**EXERCISE TASK A**
In the message about wireless networking gear, what does the writer say the noise floor averages in their world?
**EXERCISE TASK B**
Carry on writing the message about MIMO and wireless noise floors, starting right after its last sentence.

:: DOCUMENT ::

Jayson,

First off, I'm primarilly a Trango shop not a Moto shop, so I have not BIAS 
to Moto.  We have evaluated Moto Advantage, along with other manufacturer 
OFDM gear in our attempts to find solutions for faster speeds, for next 
generation needs.  To date, we have found PtP to be the answer for us. But 
the search for a better PtMP product is ongoing.

Once again I will say, my comments were based on "noisy" environments, and 
on "efficiency per mhz wide of spectrum used".  Two polarities counts as two 
channels.
That in no way was meant to diminish the value of the features Ubiquiti 
could offer for appropriate situations for the product line.
The bottom line is... physics are physics.  In my world, the noise floor 
averages -70, and I don't think I have a single sector on my network that 
has both the verticle and horizontal pol on a single channel available, and 
the odds are even lower that I could find two adjacent 20Mhz channels to 
combine, that would not interfere with myself.. And it should also be noted 
that most of the noise floor is generated by others' TDD type gear that 
constantly transmits carrier, so using free time to transmit is not an 
applicable factor to avoid interference.  This is one of the reasons during 
our Pre-Wimax testing 5 years ago, we abandoned OFDM and Dual pol diversity 
PtMP set ups offered by WiMax, in favor of Trango 10mb PtMP on the fly 
selectable polarity solutions.  We needed polarity isolation as a core 
interference rejection method to survive.  The pre-wimax gear was lucky to 
pull of 1.5 mbps, after adjusting to noise, in many cases.  Today when we do 
OFDM PtMP, we only do it in select situations and cubby holes that are 
adequately isolated to allow it, or as we expand to more rural areas with 
less congested spectrum.  For us, a -97 db receive sensitivity does 
absolutely nothing for us when there is a noise floor of -70.  There is not 
a single place on our network with a noise floor lower than -80.  Our 
mentality is, even if -97 can be used today somewhere, its just a matter of 
time before the noise grows to prevent it, thus not a safe long term 
business model.

My beef here is that MIMO marketing is popping up all over the place with 
misleading ads, that disclose lab results, leaving out the reality of what 
is required to accomplish the speeds they specify.
I have yet to find a technical reason why MIMO yields higher throughput per 
mhz. And I'd be interested in hearing any factual scentific explanation of 
why MIMO can achieve more.

In our study of Mimo, a few years back, the technical benefits of teh 
technology were clear in an indoor environment. These benefits were shown 
with multiple antennas even ALL of the same polarity.
The reasoning was that signals received were addative, allowing for higher 
gain to be realized. (and also some benefits for multiple transmitters but 
taht is a more complex conversation that this thread).

:::
:: ENTRIES PROVIDED ::

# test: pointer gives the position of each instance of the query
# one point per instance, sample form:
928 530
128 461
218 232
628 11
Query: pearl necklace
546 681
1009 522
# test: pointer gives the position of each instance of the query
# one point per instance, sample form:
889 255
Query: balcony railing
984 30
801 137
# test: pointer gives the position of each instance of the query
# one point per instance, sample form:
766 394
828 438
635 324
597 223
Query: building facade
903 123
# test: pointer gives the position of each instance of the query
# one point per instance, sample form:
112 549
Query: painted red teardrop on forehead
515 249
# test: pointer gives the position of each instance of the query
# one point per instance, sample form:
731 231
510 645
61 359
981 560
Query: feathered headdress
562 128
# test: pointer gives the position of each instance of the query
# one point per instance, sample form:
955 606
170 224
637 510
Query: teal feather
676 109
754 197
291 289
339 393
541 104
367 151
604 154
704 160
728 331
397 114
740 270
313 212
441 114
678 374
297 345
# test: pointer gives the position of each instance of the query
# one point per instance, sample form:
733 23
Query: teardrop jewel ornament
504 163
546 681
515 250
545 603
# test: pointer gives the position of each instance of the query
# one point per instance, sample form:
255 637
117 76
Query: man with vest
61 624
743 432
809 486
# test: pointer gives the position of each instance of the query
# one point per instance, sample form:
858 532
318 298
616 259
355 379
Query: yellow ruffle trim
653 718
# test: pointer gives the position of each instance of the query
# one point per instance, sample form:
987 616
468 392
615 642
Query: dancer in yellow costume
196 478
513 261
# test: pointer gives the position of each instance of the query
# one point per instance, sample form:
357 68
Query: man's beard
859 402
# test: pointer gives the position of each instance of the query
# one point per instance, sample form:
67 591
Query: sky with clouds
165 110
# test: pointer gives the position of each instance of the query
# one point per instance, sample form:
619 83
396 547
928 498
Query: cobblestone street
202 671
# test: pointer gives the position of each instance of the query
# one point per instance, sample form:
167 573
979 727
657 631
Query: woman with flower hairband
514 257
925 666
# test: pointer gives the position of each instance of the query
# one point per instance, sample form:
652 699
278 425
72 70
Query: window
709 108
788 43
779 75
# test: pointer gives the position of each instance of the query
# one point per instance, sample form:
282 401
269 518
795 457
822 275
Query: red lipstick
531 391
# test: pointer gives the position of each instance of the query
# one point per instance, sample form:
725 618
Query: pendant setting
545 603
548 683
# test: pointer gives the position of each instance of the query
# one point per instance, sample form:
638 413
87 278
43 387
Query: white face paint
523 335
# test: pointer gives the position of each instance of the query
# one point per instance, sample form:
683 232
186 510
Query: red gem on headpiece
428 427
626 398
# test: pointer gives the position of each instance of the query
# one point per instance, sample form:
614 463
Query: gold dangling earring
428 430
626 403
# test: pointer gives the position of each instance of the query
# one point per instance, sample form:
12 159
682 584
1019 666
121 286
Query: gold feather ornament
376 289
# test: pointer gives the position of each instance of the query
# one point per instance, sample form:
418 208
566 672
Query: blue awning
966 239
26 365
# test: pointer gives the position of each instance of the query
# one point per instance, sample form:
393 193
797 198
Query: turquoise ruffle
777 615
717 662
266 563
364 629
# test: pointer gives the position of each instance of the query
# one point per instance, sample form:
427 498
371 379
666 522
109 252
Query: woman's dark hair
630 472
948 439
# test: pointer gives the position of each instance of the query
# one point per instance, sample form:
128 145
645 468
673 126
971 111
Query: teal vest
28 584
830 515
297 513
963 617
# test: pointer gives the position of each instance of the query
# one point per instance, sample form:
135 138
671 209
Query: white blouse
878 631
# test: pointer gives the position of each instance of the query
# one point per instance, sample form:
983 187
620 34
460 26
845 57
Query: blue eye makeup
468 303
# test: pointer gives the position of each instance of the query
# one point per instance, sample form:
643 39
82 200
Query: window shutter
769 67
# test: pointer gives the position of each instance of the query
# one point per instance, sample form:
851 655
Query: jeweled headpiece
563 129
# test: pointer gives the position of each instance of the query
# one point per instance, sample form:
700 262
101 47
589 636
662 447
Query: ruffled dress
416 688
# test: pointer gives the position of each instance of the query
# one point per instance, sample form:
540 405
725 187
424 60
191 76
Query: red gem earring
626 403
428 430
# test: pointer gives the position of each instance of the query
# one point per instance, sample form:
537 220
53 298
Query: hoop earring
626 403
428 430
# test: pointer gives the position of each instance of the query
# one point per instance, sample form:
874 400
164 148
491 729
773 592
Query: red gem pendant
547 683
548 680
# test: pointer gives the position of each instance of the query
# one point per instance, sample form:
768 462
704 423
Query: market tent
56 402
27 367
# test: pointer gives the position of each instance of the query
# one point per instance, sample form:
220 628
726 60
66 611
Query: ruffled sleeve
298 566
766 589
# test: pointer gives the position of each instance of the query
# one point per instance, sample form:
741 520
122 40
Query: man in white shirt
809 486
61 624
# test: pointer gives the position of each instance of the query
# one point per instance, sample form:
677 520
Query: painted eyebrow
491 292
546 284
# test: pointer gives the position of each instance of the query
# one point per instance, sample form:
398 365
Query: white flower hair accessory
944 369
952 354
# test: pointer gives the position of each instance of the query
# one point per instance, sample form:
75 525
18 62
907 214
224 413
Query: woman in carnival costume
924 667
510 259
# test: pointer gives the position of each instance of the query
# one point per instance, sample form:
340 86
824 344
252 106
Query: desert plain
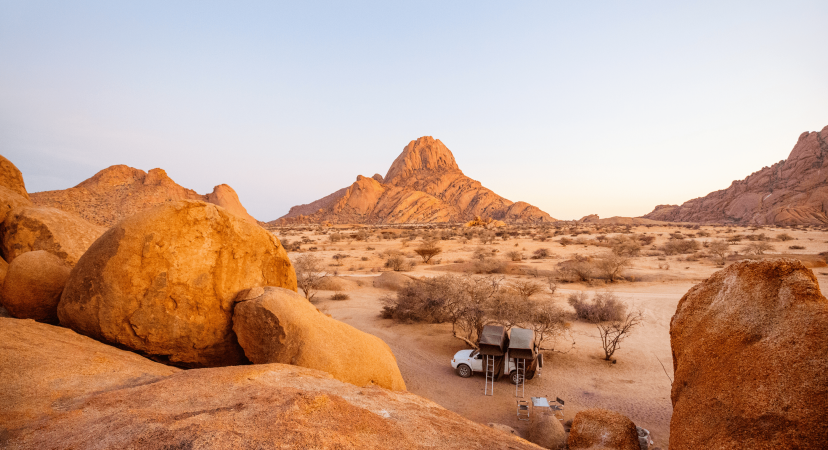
637 384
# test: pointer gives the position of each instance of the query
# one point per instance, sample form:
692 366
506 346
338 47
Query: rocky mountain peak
424 154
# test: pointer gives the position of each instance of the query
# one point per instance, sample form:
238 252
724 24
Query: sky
599 107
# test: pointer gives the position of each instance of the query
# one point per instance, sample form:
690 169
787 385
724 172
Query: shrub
758 248
514 255
428 250
676 246
605 306
397 263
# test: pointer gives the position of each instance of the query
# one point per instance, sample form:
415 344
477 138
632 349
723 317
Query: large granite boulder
163 282
11 178
60 233
602 429
750 352
62 390
33 284
276 325
547 431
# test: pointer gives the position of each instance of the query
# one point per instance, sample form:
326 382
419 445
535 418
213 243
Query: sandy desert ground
637 385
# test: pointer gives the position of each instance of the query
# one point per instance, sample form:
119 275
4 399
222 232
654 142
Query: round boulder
750 351
600 428
163 282
276 325
33 284
547 431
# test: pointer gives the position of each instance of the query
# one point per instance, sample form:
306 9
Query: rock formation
118 192
790 192
547 431
33 284
162 282
275 325
602 429
62 390
11 178
749 353
60 233
424 184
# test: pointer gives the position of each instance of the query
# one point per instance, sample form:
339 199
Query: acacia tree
612 265
720 249
612 333
428 249
309 274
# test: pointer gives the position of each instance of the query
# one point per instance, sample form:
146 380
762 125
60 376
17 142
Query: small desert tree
527 288
613 264
309 274
758 247
612 333
719 248
429 249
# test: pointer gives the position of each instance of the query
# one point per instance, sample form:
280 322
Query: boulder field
163 282
276 325
118 192
64 390
750 353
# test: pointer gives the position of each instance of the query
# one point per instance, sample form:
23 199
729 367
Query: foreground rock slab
98 397
47 369
750 352
602 429
32 286
163 282
276 325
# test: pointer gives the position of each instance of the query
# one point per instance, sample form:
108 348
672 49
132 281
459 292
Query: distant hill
120 191
793 191
423 185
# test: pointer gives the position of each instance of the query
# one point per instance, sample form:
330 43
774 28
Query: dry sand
638 385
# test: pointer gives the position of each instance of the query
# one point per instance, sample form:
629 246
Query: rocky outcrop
749 353
11 178
791 192
163 282
118 192
424 184
275 325
60 233
33 284
62 390
603 429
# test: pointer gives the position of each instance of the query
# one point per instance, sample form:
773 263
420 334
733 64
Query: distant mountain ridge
120 191
793 191
423 185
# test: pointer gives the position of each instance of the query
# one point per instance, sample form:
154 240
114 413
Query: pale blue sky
576 107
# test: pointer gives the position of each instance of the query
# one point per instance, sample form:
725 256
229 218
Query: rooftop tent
522 344
493 340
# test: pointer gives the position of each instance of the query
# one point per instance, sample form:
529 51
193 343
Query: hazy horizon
607 109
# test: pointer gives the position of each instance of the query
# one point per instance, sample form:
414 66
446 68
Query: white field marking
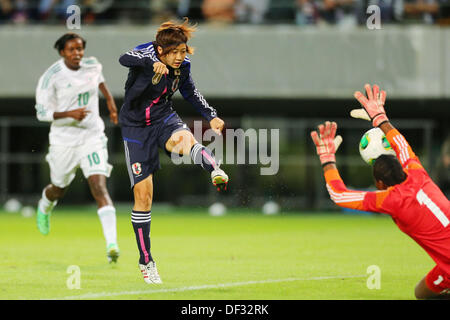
201 287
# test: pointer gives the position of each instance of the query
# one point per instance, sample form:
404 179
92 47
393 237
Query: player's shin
107 215
141 221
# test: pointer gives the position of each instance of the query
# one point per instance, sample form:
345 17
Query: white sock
46 206
107 215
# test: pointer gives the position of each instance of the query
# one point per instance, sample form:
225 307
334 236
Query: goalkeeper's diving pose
405 191
148 122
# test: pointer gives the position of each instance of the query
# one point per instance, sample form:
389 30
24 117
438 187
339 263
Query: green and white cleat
150 273
112 252
43 222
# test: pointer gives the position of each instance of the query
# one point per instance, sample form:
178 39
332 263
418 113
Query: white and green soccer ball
373 144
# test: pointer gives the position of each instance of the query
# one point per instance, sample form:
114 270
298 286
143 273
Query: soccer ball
373 144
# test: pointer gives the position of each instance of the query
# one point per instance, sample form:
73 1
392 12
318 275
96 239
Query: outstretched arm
326 145
373 110
110 103
196 99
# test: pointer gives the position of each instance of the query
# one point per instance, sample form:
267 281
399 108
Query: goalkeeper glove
373 105
326 142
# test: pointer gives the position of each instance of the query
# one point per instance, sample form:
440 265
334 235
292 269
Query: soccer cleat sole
113 256
220 183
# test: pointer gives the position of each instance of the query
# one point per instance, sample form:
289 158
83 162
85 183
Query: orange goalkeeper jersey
417 205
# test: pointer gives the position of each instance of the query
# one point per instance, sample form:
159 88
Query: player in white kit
67 96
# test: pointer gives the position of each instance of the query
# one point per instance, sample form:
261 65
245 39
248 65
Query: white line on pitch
201 287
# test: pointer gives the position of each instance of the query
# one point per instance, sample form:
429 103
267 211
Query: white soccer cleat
219 179
150 273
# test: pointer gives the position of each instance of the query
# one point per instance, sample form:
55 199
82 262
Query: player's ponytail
171 34
388 170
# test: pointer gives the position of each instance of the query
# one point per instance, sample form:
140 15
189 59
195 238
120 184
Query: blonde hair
171 34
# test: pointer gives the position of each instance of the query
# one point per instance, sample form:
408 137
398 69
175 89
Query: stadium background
275 71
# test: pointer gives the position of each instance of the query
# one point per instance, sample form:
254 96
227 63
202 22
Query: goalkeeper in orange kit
405 191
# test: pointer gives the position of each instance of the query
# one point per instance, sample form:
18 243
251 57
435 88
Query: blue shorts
141 146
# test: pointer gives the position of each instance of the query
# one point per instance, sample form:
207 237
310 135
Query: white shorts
64 161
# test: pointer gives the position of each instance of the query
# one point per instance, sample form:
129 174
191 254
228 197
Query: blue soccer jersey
148 98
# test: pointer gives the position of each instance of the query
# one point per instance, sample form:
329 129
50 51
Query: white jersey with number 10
61 89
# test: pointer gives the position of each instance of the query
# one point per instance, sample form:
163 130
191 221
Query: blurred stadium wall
268 77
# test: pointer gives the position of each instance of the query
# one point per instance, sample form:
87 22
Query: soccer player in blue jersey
148 121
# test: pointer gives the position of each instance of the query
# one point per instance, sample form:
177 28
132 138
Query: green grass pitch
242 255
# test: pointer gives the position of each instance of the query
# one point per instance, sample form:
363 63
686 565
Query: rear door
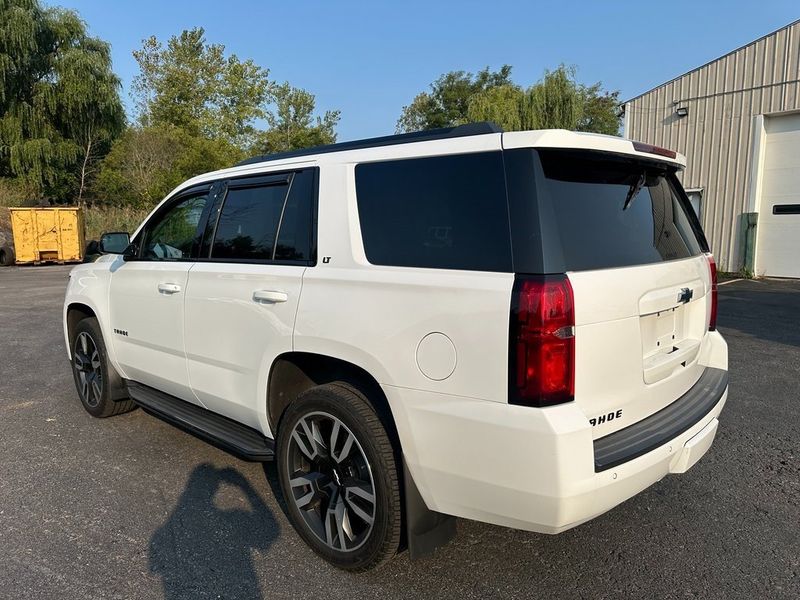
243 293
621 229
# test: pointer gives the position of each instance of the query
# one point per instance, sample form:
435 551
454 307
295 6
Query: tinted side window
248 223
295 238
444 212
171 234
613 213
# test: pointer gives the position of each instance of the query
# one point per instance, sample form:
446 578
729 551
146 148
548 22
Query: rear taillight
712 321
542 341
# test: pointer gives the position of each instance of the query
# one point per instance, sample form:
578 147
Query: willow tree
59 99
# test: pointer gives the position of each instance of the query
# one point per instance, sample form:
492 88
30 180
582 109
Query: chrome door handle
169 288
270 296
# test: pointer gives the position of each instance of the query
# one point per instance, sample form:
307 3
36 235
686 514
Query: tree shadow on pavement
205 550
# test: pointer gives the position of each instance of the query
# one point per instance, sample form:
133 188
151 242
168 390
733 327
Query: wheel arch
292 373
74 313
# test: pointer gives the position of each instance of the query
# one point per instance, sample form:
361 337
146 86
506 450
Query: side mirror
131 252
114 242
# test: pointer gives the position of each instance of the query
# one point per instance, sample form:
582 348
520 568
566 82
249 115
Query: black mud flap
426 529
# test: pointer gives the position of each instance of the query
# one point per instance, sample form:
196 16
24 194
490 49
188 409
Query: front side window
441 212
267 221
171 234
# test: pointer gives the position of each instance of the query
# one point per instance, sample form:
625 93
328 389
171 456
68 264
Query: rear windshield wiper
634 189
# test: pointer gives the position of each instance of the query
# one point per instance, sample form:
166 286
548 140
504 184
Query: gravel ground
129 507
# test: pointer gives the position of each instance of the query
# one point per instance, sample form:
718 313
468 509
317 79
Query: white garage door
778 245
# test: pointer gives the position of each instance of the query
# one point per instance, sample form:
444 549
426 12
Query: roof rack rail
388 140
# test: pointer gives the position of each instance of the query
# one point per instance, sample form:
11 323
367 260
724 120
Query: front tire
338 474
99 386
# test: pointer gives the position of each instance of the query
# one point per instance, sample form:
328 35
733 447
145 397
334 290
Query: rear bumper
531 469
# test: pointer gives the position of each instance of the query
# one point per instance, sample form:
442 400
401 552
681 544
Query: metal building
737 120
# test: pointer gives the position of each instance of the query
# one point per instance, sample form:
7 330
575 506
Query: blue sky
369 59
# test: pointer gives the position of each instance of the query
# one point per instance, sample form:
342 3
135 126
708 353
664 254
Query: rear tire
7 257
338 475
99 386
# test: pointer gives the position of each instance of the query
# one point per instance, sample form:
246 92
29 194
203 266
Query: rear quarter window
444 212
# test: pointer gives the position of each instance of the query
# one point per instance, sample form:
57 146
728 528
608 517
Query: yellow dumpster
47 234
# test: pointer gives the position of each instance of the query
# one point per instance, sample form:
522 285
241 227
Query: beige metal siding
722 97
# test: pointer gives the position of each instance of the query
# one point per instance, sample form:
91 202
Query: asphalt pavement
129 507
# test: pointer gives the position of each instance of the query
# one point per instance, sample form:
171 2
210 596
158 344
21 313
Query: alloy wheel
86 362
331 481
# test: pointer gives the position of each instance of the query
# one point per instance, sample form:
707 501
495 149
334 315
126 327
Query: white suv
517 328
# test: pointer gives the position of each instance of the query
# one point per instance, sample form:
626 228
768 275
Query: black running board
227 434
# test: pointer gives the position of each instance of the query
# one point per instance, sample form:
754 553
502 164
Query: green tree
292 123
59 99
447 102
557 101
601 112
146 163
192 85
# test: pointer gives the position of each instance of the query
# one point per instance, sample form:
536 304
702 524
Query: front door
147 296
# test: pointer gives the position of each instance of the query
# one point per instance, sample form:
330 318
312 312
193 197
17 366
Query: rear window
613 212
444 212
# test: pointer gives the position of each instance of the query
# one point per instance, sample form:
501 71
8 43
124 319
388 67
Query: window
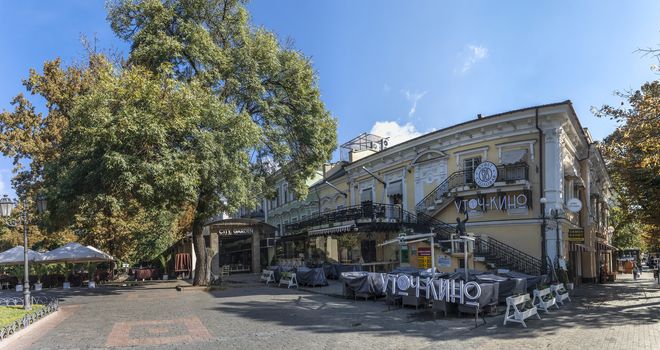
366 195
285 190
469 164
395 192
512 156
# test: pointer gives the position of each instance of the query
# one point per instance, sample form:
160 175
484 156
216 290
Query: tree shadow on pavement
593 307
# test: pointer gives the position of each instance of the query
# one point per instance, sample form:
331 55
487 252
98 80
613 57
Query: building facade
530 182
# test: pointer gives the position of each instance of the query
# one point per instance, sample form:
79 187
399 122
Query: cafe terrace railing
367 213
505 173
49 305
506 256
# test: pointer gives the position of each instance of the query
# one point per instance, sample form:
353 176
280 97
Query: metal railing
506 256
374 213
42 306
505 173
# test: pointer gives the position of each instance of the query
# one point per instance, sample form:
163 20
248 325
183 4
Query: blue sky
400 67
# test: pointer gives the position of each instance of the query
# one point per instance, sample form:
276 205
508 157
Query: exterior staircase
505 256
441 196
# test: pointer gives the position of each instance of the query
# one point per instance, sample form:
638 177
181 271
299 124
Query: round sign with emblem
485 174
574 205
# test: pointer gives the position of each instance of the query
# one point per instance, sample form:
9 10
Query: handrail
508 255
373 212
505 173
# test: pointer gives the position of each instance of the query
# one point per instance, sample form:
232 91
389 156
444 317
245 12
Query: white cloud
396 132
474 55
413 97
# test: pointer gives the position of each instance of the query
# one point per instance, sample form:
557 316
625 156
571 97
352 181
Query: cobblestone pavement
621 315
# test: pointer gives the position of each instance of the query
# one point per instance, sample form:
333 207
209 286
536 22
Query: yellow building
534 187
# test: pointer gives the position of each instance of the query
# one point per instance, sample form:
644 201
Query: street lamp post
555 214
6 208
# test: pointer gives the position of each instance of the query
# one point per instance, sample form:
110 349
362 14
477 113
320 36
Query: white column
553 178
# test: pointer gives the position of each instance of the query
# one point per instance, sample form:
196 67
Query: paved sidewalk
621 315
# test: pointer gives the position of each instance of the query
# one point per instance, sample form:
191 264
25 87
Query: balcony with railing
462 180
385 215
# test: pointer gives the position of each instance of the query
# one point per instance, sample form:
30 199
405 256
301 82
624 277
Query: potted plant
40 270
66 284
91 269
17 271
164 263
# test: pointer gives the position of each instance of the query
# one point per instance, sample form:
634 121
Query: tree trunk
200 251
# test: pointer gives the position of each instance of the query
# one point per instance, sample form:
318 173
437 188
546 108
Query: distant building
494 169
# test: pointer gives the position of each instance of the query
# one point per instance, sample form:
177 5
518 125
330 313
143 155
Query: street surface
621 315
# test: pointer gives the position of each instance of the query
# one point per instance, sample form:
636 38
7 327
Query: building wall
572 169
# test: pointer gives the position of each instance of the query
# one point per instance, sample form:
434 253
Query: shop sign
424 251
574 205
444 261
424 262
494 202
485 174
451 291
576 235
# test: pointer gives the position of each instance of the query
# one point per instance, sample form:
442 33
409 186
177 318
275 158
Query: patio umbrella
75 253
14 256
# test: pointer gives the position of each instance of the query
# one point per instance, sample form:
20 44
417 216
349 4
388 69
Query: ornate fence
49 305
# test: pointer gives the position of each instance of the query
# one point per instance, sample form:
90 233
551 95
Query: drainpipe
544 254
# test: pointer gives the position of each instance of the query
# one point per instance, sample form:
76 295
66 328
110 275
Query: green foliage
91 269
632 153
205 108
18 271
164 260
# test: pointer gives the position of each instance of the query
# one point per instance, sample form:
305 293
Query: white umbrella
75 253
14 256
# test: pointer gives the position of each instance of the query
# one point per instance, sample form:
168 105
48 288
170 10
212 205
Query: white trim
440 154
530 144
330 230
483 151
504 222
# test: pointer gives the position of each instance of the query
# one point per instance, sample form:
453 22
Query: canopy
75 253
14 256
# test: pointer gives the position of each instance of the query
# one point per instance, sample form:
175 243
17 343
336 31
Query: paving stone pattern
621 315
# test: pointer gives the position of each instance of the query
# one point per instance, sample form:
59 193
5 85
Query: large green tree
54 153
632 153
263 108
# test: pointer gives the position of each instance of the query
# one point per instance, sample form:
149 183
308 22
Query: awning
331 230
75 253
578 247
14 256
605 246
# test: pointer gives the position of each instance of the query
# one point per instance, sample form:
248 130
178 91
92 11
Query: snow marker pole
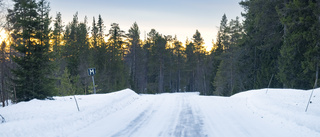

:::

**EXPECTED ANSWER A**
It averages -70.

**EXPECTED ANSWER B**
This was best accomplished in an indoor environment where there were MANY 
diverse reflections.  And as a result MIMO added RANGE/Distance, or the 
ability to get higher modulations because RSSI was better to achieve that. 
But it did NOT increase efficiency per mhz to achieve higher MAX possible 
speed.  As well, the benefits of recieve combining is drastically reduced in 
outdoor environments were there are less reflections and narrower beam 
antennas.  That is all physics, and has nothing to do with a preferring a 
product line.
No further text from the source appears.